[Work instruction]: Output all of the records exactly, word for word.

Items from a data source
________

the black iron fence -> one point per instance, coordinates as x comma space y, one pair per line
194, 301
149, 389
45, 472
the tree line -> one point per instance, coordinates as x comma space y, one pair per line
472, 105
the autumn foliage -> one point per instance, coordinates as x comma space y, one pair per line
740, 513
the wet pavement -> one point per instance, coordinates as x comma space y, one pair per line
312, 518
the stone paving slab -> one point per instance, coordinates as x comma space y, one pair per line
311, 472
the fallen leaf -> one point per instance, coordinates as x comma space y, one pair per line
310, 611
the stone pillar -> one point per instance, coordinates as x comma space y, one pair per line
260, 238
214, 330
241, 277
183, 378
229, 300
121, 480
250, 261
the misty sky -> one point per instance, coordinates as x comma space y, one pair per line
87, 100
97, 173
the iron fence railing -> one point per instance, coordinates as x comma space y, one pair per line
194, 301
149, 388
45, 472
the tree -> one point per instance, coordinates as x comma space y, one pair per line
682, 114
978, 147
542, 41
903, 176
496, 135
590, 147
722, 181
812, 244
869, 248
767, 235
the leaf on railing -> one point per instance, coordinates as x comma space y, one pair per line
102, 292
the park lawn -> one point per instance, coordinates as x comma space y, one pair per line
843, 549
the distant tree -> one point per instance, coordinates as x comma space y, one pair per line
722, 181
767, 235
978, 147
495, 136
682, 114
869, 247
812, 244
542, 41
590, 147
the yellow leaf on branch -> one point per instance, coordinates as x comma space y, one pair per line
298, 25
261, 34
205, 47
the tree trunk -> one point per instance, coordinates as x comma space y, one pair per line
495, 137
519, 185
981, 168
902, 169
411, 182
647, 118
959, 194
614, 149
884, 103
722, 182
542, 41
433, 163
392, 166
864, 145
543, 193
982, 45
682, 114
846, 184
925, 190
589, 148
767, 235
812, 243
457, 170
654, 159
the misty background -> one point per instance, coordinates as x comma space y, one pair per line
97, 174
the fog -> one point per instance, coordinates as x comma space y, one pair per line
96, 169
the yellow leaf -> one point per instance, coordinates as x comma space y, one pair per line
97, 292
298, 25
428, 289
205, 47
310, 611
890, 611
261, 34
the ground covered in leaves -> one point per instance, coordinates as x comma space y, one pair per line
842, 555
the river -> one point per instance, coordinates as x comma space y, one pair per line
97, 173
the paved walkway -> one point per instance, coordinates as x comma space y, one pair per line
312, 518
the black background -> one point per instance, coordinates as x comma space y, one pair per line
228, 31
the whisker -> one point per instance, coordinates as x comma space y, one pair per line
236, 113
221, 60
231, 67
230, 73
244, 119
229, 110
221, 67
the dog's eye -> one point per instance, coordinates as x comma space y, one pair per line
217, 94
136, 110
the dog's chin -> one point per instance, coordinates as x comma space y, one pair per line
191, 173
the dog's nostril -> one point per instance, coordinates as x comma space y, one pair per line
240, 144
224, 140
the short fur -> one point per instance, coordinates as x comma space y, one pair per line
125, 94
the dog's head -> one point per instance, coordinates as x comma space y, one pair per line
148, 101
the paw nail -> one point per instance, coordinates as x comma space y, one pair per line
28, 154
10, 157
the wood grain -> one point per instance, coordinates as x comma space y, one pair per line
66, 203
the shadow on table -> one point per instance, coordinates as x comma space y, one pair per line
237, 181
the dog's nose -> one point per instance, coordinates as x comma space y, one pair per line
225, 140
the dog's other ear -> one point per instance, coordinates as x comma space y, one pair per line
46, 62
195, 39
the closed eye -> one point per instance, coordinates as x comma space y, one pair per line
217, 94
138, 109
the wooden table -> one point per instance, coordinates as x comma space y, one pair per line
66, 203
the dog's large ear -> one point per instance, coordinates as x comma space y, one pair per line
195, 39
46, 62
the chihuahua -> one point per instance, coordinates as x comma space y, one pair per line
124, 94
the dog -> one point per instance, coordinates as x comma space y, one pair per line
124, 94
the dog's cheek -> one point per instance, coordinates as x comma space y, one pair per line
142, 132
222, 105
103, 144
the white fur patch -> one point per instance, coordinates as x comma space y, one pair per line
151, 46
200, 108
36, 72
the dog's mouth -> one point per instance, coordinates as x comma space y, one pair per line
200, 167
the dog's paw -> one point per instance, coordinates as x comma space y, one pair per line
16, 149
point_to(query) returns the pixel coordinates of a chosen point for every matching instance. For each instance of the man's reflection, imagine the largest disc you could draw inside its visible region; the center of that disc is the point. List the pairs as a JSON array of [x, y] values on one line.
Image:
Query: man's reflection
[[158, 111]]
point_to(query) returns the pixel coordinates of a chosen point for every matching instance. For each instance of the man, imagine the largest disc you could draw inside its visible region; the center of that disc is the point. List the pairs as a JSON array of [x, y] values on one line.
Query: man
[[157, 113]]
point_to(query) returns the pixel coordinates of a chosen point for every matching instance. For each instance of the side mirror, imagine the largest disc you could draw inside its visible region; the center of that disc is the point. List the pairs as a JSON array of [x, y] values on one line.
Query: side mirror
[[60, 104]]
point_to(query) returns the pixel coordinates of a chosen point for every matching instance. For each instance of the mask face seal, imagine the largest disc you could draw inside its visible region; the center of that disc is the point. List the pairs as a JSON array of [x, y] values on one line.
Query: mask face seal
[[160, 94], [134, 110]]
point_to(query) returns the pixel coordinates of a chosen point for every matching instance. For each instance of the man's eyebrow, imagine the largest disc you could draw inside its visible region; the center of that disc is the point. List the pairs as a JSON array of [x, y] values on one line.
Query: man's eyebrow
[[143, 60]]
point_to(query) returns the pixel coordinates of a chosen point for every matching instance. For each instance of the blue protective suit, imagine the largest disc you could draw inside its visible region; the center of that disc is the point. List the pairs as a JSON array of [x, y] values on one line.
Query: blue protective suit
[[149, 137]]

________

[Task solution]:
the black iron fence -> one point per instance, coordinates as x comma space y, one pair per line
194, 301
149, 389
45, 472
the tree line -> one point per instance, coordinates as x comma space y, one pair per line
472, 105
the autumn foliage -> one point per instance, coordinates as x comma space y, one pair per line
740, 513
the wet pavement -> one point per instance, coordinates as x comma space y, one pair per line
312, 518
the stone paving slab -> one point per instance, coordinates as x comma space y, one pair per line
311, 472
the fallen leaf -> one point per instance, coordinates as x comma space y, one pair per line
310, 611
the stone pillar -> one point per instance, coordinates as x comma space y, one pair per line
260, 238
214, 330
241, 277
183, 378
229, 300
121, 480
250, 261
the misty sky -> one point per instance, coordinates as x comma space y, one pair per line
87, 100
97, 173
the iron fence railing -> one point per instance, coordinates as x comma space y, one pair per line
194, 301
149, 388
45, 472
the tree -> one point per instance, coordinates as x comma space y, one pair per line
682, 114
978, 147
542, 41
903, 176
496, 135
590, 147
722, 181
812, 244
869, 248
767, 235
the leaf on railing -> one point per instance, coordinates as x comma space y, one pair per line
102, 292
the park lawn -> one point per instance, coordinates as x comma space y, one pair per line
843, 549
the distant tree -> one point per instance, coordinates as x comma space y, one pair per line
722, 181
767, 235
978, 147
495, 136
682, 114
869, 247
812, 244
542, 41
590, 147
the yellow leaf on branch -> one point per instance, coordinates as x comma space y, one pair per line
298, 25
261, 34
205, 47
the tree trunk -> one point per instance, coordinates as x comma space y, one pair per line
495, 137
519, 185
981, 168
902, 169
411, 182
647, 118
959, 194
614, 149
884, 103
722, 182
542, 41
433, 163
392, 166
864, 145
543, 193
982, 45
682, 114
846, 184
925, 190
589, 148
767, 235
812, 243
457, 170
654, 159
the misty background -> one point per instance, coordinates as x comma space y, one pair per line
97, 174
the fog -> one point per instance, coordinates as x comma space y, one pair per line
96, 169
the yellow leaf -> one point per instance, coordinates as x comma space y, one pair per line
97, 292
298, 25
428, 289
205, 47
310, 611
890, 611
261, 34
the ground covered in leaves -> one point per instance, coordinates as x comma space y, one pair per line
842, 555
the river -> one point per instance, coordinates as x comma space y, one pair per line
97, 173
the paved walkway -> one point per instance, coordinates as x comma space y, one pair per line
312, 518
the black background -> one point per instance, coordinates as x comma space y, one pair per line
228, 31
the whisker -> one point per instance, coordinates as x comma space y, one pair per line
236, 113
221, 60
231, 67
230, 73
244, 119
229, 110
221, 67
the dog's eye -> one point per instance, coordinates as x comma space y, one pair per line
217, 94
136, 110
the dog's chin -> one point per instance, coordinates as x comma space y, one pair per line
191, 173
the dog's nostril -> one point per instance, coordinates as x comma space y, one pair per line
240, 144
224, 140
the short fur -> one point per instance, coordinates as x comma space y, one pair per line
125, 94
the dog's head -> one point per instance, coordinates as x comma space y, one pair per line
148, 101
the paw nail -> one point per instance, coordinates as x comma space y, one pair per line
28, 154
10, 157
the wood grain -> one point per instance, coordinates as x comma space y, one pair per line
66, 203
the shadow on table -> one point per instance, coordinates as x comma space y, one pair per line
237, 181
the dog's nose -> one point per instance, coordinates as x comma space y, one pair per line
225, 140
the dog's other ear -> one point per instance, coordinates as x comma space y, one pair per line
46, 62
195, 39
the closed eye -> one point per instance, coordinates as x comma space y, one pair per line
217, 94
138, 109
the wooden table -> one point per instance, coordinates as x comma space y, one pair per line
66, 203
the dog's large ear -> one point per instance, coordinates as x comma space y, one pair per line
195, 39
46, 62
the chihuahua -> one point per instance, coordinates as x comma space y, one pair per line
124, 94
the dog -> one point per instance, coordinates as x comma space y, one pair per line
124, 94
the dog's cheek -> one point per instance, coordinates as x comma space y, one pair per line
142, 132
222, 105
103, 144
the white fur patch -> one point per instance, coordinates as x comma space y, one pair per line
151, 46
200, 108
36, 72
the dog's mouth -> one point per instance, coordinates as x comma space y, one pair per line
200, 167
the dog's paw -> one point per instance, coordinates as x comma space y, one pair per line
16, 149
point_to(query) returns the pixel coordinates of a chosen point for every matching instance. For each instance of the man's reflection, imagine the largest disc you could draw inside its visible region; the center of that disc is the point. List the pairs as a JSON array of [x, y] values on one line.
Image:
Query: man's reflection
[[158, 111]]
point_to(query) returns the pixel coordinates of a chosen point for every matching instance. For each instance of the man, imagine the largest disc you could draw inside its visible region; the center of that disc is the point. List the pairs as a JSON array of [x, y] values on one line.
Query: man
[[157, 113]]
point_to(query) returns the pixel coordinates of a chosen point for every matching instance. For each instance of the side mirror, imagine the largest disc you could draw inside its visible region; the center of that disc is the point. List the pairs as a JSON array of [x, y] values on one line.
Query: side mirror
[[60, 104]]
point_to(query) returns the pixel coordinates of a chosen point for every matching instance. For each instance of the mask face seal, imagine the largest disc you could draw inside its visible region; the center of that disc is the point. List the pairs as a JSON array of [x, y] values on one line.
Query: mask face seal
[[160, 94], [134, 110]]
point_to(query) returns the pixel coordinates of a chosen point for every matching instance. For each instance of the man's eyebrow, imagine the largest disc you could draw inside its visible region; the center of that disc is the point. List the pairs as a JSON array of [x, y] values on one line.
Query: man's eyebrow
[[143, 60]]
point_to(query) returns the pixel coordinates of a chosen point for every matching instance. For each instance of the blue protective suit, imagine the largest disc you could draw inside its visible region; the center of that disc is the point. List the pairs as a JSON array of [x, y] values on one line.
Query: blue protective suit
[[149, 137]]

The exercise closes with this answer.